[[ SOURCE TEXT, beginning ]]

I’ll still use Facebook to find Sacred Harp singing events. But I no longer want to link my blog directly to what I can only describe as a psychopathic corporate “person” that turns otherwise reasonable people into mean-spirited, unreasonable, intolerant, ill-mannered destroyers of democracy. If you want to read my blog, from now on you’ll have to go directly to my blog.

(Something I should make clear: Amy, the Unitarian Universalist minister I work with, is a responsible user of Facebook.)

Domination vs. understanding

“We may perhaps survive as humanity if we would be able to learn that we may not simply exploit our means of power and effective possibilities, but must learn to stop and respect the other as an other, whether [the other] is nature or the grown cultures of peoples and nations….” So said Hans-Georg Gadamer in 1992, at a time when he was increasingly worried about aspects of the Industrial Revolution — weapons, technologies, ecological disasters — that made it questionable whether our species will survive.

There are at least a couple of philosophical alternatives to learning “to stop and respect the other as other.”

First, you could engage in deconstruction, that philosophical fad of the 1980s and 1990s. Some of those who do deconstruction claim that understanding the other isn’t really possible. (This claim always made me wonder if they could ever make me truly understand what they were saying about deconstruction.) I sometimes feel that the public discourse in the United States is dominated by a half-assed version of deconstructionism, in which everyone has their own truth and they have given up on understanding anyone other than a small circle of allies all of whom think exactly the same thoughts. While deconstruction can be a useful intellectual tool, it can also be an excuse for not listening to anyone else.

[[ SOURCE TEXT, end ]]

EXERCISES TO COMPLETE:
1. In the blog post on domination and understanding, in what year did Hans-Georg Gadamer say the quoted words about respecting the other?
2. Pick up the blog post on domination and understanding right after its final sentence and keep writing.

[[ EXTRACTED DATA, beginning ]]

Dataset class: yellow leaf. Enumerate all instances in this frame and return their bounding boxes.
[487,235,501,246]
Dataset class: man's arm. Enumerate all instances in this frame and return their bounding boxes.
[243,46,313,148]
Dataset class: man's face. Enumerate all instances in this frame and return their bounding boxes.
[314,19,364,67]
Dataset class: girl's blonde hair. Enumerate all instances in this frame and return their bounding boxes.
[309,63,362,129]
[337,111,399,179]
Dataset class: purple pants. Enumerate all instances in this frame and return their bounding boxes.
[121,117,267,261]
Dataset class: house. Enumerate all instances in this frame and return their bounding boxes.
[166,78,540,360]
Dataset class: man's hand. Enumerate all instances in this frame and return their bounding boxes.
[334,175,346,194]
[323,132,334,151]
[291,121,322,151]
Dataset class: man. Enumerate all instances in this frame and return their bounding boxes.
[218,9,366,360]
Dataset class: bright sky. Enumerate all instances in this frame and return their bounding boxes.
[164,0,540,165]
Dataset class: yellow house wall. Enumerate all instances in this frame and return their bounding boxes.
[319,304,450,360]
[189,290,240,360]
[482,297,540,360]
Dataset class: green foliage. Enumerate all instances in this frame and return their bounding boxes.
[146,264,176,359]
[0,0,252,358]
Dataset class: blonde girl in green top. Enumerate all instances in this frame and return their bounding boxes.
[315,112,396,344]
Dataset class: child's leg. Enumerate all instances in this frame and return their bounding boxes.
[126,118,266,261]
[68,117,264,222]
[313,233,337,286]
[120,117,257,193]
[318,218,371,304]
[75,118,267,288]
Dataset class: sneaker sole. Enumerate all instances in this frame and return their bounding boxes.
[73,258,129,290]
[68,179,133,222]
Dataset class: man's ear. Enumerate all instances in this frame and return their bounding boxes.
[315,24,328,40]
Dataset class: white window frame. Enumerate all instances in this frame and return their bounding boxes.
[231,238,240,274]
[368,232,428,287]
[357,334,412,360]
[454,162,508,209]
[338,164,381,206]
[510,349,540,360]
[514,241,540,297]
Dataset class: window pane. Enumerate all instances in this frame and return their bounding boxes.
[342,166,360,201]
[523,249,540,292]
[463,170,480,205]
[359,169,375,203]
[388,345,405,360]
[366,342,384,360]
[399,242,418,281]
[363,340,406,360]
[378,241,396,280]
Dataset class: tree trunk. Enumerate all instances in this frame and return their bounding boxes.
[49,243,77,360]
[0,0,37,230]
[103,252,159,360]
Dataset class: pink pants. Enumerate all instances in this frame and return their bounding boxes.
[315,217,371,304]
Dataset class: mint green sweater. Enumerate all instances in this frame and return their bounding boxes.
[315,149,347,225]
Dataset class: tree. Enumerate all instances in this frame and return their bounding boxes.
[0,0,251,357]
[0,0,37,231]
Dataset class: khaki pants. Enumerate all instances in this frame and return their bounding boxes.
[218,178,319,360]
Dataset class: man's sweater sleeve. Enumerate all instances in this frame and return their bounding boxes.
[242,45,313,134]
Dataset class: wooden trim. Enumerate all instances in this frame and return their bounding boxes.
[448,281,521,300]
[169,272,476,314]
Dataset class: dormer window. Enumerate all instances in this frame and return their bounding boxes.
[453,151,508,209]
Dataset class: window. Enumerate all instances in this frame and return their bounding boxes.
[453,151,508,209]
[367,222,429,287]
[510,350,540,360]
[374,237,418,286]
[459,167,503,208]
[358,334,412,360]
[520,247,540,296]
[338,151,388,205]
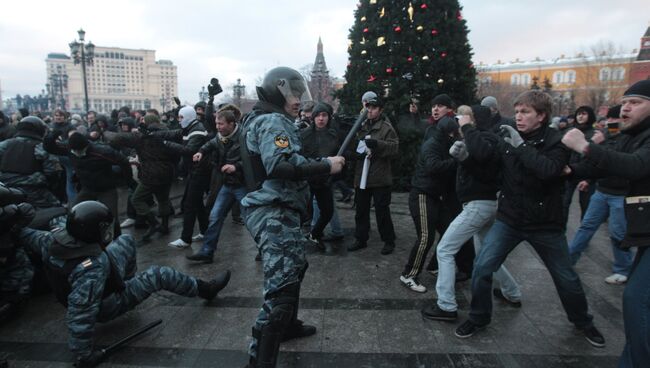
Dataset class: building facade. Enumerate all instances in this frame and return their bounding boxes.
[477,27,650,115]
[45,46,178,113]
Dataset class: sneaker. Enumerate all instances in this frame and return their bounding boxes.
[581,325,605,348]
[454,319,487,339]
[605,273,627,285]
[167,239,190,249]
[492,289,521,308]
[120,218,135,229]
[381,242,395,255]
[348,240,368,252]
[399,275,427,293]
[421,301,458,321]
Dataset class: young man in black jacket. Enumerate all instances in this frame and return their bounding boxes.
[456,90,605,347]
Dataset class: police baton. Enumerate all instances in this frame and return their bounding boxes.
[100,319,162,359]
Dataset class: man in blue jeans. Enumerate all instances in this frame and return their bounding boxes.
[569,105,634,285]
[186,110,246,263]
[456,90,605,347]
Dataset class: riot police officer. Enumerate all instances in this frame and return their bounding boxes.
[241,67,345,367]
[19,201,230,367]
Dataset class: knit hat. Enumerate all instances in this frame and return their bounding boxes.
[623,79,650,100]
[431,93,454,109]
[481,96,499,110]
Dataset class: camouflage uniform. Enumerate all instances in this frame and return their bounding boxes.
[0,137,62,208]
[20,229,198,357]
[241,111,322,357]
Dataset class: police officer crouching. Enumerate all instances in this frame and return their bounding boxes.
[19,201,230,367]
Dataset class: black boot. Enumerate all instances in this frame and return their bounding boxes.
[196,270,230,300]
[142,212,158,241]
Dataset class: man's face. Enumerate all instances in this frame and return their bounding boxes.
[314,111,330,129]
[576,111,589,125]
[366,105,381,120]
[431,104,451,121]
[216,118,235,136]
[621,97,650,131]
[284,96,300,118]
[54,113,65,123]
[515,105,546,133]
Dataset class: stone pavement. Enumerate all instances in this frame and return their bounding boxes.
[0,186,624,368]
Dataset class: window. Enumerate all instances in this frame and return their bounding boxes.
[564,70,576,84]
[598,67,611,82]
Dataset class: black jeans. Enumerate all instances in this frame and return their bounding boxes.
[181,174,210,243]
[354,187,395,243]
[310,186,334,239]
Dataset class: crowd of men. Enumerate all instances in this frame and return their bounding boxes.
[0,71,650,367]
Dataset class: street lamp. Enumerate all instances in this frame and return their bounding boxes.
[199,86,208,102]
[232,78,246,107]
[69,29,95,112]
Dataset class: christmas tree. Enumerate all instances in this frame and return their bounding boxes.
[338,0,476,114]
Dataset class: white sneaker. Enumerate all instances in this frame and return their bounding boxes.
[168,239,190,249]
[605,273,627,285]
[120,218,135,229]
[399,276,427,293]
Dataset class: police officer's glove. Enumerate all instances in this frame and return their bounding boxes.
[74,350,104,368]
[500,125,524,148]
[365,138,379,149]
[208,78,223,98]
[449,141,469,162]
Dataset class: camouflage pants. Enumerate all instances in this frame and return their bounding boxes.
[98,237,198,322]
[0,248,34,299]
[245,206,307,356]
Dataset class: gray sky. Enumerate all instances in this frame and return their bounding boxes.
[0,0,650,102]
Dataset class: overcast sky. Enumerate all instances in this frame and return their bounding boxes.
[0,0,650,102]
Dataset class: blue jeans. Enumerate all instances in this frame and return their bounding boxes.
[469,220,593,329]
[436,200,521,312]
[618,248,650,368]
[201,184,246,256]
[311,197,343,236]
[569,190,634,276]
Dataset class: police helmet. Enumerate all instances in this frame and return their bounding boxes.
[257,66,312,107]
[65,201,113,246]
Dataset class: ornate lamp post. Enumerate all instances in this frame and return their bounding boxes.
[70,29,95,111]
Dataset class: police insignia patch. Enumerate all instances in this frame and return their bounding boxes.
[275,135,289,148]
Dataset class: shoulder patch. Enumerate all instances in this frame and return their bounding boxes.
[275,134,289,148]
[81,258,93,268]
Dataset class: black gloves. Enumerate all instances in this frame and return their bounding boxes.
[74,350,104,368]
[208,78,223,98]
[365,139,378,149]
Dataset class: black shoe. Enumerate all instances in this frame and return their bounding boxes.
[348,240,368,252]
[381,242,395,255]
[454,320,487,339]
[281,319,316,342]
[185,251,214,263]
[197,270,230,300]
[582,325,605,348]
[492,289,521,308]
[421,302,458,321]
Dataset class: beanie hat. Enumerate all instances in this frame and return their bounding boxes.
[623,79,650,100]
[481,96,499,110]
[178,106,196,128]
[431,93,454,109]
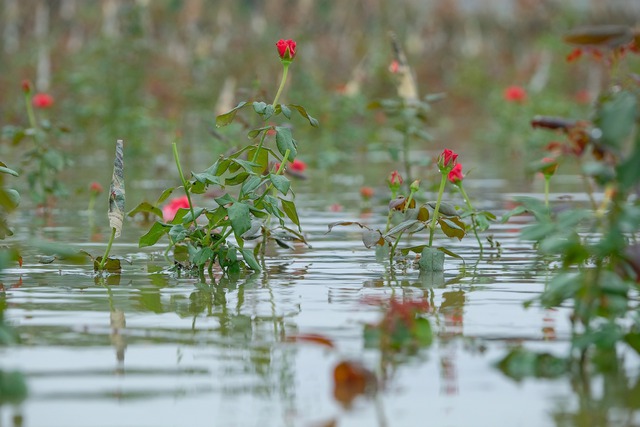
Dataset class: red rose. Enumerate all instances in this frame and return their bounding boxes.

[[ EXTRACTED DATA, end ]]

WRITTEN RESPONSES:
1. 1992

2.
Second, you could simply attempt to dominate others. I think there are many people who start out with the best of intentions and wind up trying to dominate everyone else unwittingly. It takes a lot of work to really understand someone else’s viewpoint, and it’s easy to get lazy: why try to listen to someone else when it’s so much easier to yell at them? So that’s one way you can slip away from understanding and slip into domination. But for the college-educated professional class, there is a still more insidious path to domination, and that is being condescending. A great many college-educated professionals think they are much smarter than everyone else; and the more successful they are, the smarter they think they are. When yo have that attitude, it’s easy to slip into the mistake of believing that you know best, and that everyone should just do what you tell them to. It’s pretty ugly when you see it. Bill Gates and Mark Zuckerberg are the most egregious examples, with their foundations giving away money only to those causes which Gates and Zuckerberg, in their supreme condescension, think are worthy. But condescension is equally ugly in the average software engineer or college professor or minister, because condescension is nothing but an effort to dominate other people instead of listening to them.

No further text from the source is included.